DESCRIPTION OF THE TASK: Write what comes next in the newsgroup thread about the 740 head gasket, starting after its last post.

TEXT FOR ANALYSIS:
================
Either several different people, all with worries about their head gaskets on their '88 740s, have remarkably similar headers to their posts (including Posting Host, and client version), or one person keeps changing identity, and then asking the same questions again.

Since last November or before, several experienced guys pointed 'Les' to his head gasket. We did the same for 'Rock', and now 'Andy' has the same symptoms.

The thing is, whoever you are, we're all happy to try and help out with an honest worry; that's what this NG is for, and it's a pretty friendly group as these things go. But what you're doing is a bit rude.

Changing you ID and then asking the same questions again is making a monkey out of all of us. As people realise, you will be considered a troll.

Whoever you really are, we understand your concerns about needing to be sure what the problem is, but we've been as helpful as we can be several times.

In the end, we can only suggest our best guess. We can't make that final decision for you - you have to consider whether we are making sense or not; you have to make that final leap of faith that it really is the head gasket and get it fixed.

Reply to
Stewart Hargrave

Mine ended up in the carpet at the driver's feet. It leaked quite a lot before I noticed it, but if I had looked it would have been obvious long before that.

Mike

Reply to
Michael Pardee

Maybe it's the "mechanic" who buggered my nissan van a few years ago - he thought every problem originated from the head gasket. Perhaps he just wants to be sure before he does it again, the customer will wait... some are as stupid as I was.

Reply to
jg

Hi.

I have changed my ID from Rock to Andy Mann but not out of choice but advised that tomtom.com was a domain name which I was requested to change so decided to change also the user ID from Rock to Andy Mann.

I really love my 740 Estate so does my wife and we don't want to scrap it based on cost, I have an MOT in May so depending on that cost will depend on what I do with the problem with the cooling system.

I am nearly 60 and don't know how to change the head gasket that is if it is the head gasket at a cost of £200 and then find the problem is still there and it was the heater matrix.

So apologise and hope I have clarified my reasons for postings, I am going to now try the hand on the reservoir to see if there is instant pressure.
================
(Segmentation mask material)
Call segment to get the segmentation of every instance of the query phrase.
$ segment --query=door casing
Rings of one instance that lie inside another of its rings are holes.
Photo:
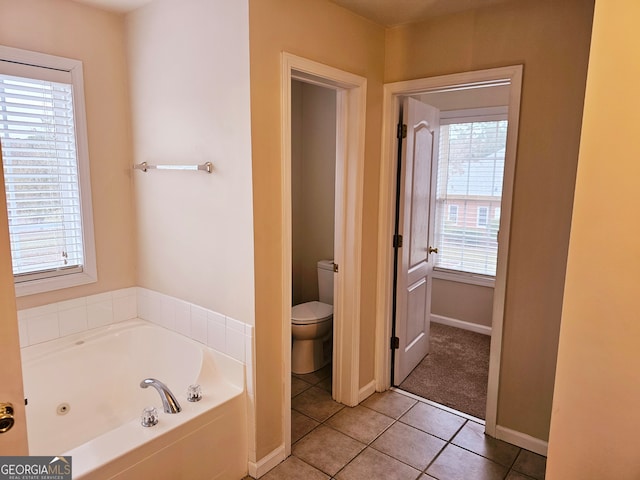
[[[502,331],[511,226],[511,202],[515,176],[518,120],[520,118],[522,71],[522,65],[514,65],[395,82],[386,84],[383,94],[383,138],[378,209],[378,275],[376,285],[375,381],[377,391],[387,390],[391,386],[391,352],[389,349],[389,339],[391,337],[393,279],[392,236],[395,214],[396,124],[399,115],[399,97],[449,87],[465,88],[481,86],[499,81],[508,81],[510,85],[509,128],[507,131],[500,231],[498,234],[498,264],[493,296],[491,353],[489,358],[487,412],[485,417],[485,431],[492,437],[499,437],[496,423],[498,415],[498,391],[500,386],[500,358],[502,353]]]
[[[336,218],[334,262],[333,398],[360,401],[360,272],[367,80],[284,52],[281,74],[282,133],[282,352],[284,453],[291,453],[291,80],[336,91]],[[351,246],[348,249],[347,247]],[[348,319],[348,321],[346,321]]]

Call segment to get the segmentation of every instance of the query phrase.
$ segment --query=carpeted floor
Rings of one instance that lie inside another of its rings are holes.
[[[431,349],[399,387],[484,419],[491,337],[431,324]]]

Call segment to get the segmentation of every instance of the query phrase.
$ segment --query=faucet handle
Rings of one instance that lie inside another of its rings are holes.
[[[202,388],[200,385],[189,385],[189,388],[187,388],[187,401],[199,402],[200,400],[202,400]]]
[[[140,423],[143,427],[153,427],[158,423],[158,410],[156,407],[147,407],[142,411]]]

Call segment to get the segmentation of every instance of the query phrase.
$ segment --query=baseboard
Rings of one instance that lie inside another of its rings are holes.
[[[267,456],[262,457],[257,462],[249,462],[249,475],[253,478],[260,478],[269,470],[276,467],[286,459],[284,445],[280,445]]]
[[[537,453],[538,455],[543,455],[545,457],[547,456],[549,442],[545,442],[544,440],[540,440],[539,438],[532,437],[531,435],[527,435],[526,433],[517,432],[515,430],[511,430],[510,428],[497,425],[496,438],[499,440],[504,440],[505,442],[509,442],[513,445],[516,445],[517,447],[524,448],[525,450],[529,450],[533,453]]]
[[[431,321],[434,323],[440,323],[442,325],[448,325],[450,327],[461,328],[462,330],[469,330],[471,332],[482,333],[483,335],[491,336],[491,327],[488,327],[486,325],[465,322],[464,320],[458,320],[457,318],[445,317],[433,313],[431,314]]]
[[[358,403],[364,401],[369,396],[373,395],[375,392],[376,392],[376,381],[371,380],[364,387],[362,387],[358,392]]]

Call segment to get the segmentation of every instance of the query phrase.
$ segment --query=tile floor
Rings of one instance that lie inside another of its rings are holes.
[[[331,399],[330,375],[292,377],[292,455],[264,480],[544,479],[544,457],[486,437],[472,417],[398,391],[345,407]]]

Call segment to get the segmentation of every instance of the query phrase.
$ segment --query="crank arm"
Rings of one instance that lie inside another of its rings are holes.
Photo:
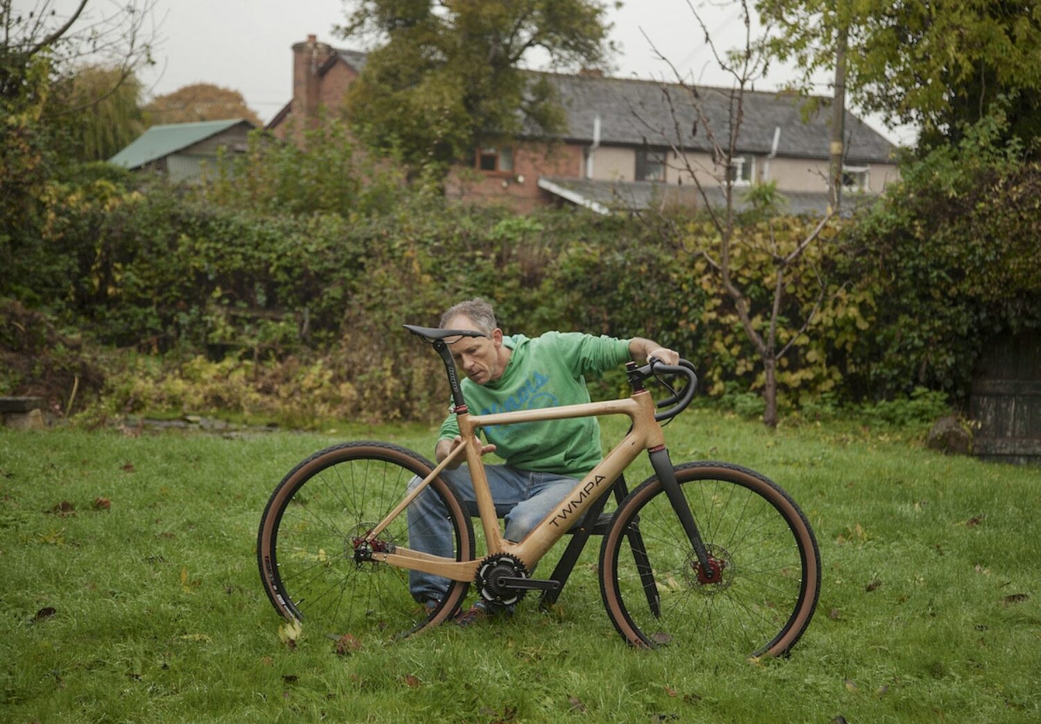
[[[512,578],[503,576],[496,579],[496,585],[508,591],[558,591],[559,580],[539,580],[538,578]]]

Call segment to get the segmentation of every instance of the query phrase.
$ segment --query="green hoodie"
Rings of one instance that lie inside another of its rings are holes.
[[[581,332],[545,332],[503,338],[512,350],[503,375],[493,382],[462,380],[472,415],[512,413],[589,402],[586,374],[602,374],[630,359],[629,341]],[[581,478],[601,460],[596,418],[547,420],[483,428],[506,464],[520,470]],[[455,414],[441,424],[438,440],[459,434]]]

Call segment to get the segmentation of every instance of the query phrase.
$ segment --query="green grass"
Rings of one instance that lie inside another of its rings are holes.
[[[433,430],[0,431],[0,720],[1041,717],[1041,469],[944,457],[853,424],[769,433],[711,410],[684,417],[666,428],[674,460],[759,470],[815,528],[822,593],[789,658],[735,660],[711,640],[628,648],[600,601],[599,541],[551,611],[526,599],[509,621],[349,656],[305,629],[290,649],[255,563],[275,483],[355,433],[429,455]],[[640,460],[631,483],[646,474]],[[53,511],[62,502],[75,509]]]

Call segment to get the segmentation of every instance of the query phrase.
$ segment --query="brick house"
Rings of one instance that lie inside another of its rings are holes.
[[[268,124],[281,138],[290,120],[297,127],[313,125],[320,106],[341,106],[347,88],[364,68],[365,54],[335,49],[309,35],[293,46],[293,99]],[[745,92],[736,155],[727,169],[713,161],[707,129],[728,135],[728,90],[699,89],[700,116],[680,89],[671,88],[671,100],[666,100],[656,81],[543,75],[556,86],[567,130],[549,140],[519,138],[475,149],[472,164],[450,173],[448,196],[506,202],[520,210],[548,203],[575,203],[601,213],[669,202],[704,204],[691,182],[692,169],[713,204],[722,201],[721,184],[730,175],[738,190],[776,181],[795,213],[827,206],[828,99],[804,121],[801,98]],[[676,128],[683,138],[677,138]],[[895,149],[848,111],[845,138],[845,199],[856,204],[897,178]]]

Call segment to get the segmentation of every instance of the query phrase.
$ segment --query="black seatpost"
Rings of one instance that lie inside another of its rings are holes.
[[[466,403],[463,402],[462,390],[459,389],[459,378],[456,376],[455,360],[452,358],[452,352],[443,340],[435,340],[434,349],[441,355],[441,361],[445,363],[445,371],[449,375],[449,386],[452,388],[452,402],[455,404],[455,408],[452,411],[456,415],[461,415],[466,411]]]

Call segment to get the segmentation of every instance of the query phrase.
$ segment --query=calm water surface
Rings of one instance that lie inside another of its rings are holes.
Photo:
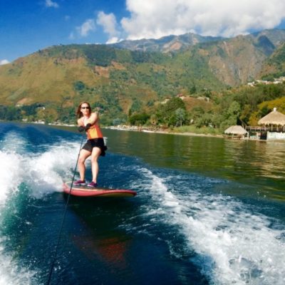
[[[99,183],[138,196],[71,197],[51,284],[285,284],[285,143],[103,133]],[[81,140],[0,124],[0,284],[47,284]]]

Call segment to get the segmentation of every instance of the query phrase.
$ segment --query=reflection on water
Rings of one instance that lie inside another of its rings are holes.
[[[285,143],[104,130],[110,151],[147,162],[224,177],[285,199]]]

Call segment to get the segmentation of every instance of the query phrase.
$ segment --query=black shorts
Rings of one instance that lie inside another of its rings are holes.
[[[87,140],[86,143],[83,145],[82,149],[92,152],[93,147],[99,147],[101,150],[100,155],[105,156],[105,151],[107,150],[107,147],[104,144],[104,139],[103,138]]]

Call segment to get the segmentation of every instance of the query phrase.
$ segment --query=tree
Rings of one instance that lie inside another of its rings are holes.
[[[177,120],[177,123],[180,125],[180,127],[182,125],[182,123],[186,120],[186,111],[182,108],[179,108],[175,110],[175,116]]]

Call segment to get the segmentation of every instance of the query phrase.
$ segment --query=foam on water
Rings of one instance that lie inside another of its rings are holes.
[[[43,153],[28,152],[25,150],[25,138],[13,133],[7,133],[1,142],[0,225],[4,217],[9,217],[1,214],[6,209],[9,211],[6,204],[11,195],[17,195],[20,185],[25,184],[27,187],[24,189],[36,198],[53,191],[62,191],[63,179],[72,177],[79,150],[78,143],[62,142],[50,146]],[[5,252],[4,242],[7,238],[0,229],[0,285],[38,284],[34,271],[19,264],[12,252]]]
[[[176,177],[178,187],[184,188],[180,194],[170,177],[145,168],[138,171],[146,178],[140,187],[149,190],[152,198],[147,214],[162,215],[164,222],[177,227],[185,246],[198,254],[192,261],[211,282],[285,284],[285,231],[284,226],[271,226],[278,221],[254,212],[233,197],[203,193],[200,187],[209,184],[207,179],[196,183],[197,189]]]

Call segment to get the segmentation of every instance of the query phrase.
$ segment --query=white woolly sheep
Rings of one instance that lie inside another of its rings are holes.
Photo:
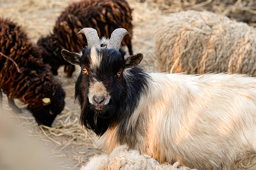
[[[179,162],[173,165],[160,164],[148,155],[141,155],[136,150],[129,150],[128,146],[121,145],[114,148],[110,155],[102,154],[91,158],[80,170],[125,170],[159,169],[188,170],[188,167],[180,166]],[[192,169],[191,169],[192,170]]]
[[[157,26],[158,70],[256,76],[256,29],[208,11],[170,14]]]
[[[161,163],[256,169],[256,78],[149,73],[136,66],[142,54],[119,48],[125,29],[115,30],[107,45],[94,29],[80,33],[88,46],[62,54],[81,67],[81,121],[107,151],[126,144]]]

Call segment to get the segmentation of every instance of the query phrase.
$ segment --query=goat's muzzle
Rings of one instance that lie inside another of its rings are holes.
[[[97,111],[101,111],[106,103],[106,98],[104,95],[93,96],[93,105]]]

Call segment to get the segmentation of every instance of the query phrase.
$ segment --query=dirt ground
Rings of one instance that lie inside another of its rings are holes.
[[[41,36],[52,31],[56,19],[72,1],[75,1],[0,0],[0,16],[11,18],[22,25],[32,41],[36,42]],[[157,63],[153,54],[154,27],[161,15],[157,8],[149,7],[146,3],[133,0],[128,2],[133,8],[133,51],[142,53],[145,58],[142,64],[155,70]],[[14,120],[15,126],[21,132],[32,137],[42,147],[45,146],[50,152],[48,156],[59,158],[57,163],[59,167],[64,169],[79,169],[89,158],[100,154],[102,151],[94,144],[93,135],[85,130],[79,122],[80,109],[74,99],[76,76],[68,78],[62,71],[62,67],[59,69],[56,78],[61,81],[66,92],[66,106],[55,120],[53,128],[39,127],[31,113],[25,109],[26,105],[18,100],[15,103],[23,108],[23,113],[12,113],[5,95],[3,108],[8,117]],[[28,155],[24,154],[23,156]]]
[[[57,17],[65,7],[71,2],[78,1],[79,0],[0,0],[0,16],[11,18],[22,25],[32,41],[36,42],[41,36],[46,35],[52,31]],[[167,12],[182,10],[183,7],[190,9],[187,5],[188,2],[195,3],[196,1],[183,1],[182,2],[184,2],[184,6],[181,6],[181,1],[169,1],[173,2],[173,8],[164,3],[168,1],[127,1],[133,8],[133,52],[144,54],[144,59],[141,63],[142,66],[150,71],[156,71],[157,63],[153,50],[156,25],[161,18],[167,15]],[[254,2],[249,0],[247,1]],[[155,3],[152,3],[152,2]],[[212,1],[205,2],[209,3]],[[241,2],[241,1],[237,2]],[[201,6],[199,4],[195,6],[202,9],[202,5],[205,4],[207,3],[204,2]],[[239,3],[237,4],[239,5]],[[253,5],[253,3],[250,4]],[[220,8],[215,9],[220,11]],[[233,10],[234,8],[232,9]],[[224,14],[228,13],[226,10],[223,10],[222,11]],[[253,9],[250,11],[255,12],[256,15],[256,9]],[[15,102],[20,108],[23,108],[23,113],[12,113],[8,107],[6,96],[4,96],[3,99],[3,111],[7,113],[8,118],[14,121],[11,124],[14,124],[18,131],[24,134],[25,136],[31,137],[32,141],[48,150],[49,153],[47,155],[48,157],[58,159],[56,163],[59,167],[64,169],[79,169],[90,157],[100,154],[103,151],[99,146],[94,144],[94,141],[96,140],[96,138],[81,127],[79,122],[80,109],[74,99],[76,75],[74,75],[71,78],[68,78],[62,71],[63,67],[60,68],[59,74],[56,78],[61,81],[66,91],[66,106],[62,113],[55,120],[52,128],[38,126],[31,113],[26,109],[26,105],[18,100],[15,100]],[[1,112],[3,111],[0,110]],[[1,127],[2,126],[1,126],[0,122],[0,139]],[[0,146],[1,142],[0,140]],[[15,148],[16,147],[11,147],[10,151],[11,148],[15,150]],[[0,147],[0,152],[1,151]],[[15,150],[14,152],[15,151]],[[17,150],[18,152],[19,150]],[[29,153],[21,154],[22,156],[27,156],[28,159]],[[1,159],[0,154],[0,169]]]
================
ANSWER TO THIS PROBLEM:
Reply to
Andy Mann

You can call yourself what you like on the internet - nobody has a right to know your true identity. But when several different people all post from the same computer, and all cover the same ground, it makes troll alarms ring.

Using other people's domains is a bit naughty. If you want to obfuscate your email address completely, you could use snipped-for-privacy@privacy.net The owner of this set it up especially for people who don't want to disclose their addy on forums, and allows anybody to use it thus. Although your earlier noreply@invalid would do also. You probably realise that tom_tom.com is an impossible domain, because of the '_' in it.

We sympathise with that. But let's recap what you have described under your various IDs:

From memory:

Your heater makes gurgling noises and stops working. You are losing water from the cooling system, but there is no apparent leak. The cooling system becomes pressurised, even before the water has had time to heat up. The system remains pressurised, even after the engine is long cold. There are strange smells in the header tank that might be exhaust fumes.

Together, all of these point inexorably to head gasket failure. It

*may* be a cracked head (unusual), or even a cracked block (very unusual), but these faults will require the same initial amount of dismantling to find out. Head gasket failure seems fairly common on older red block engines.

It *may* be that you have several different problems causing some of the above symptoms, but taken together, most people will suggest head gasket.

What you won't get from anyone who has any experience, is a 100% absolute guaranteed diagnosis, no matter how many different ways you describe the symptoms.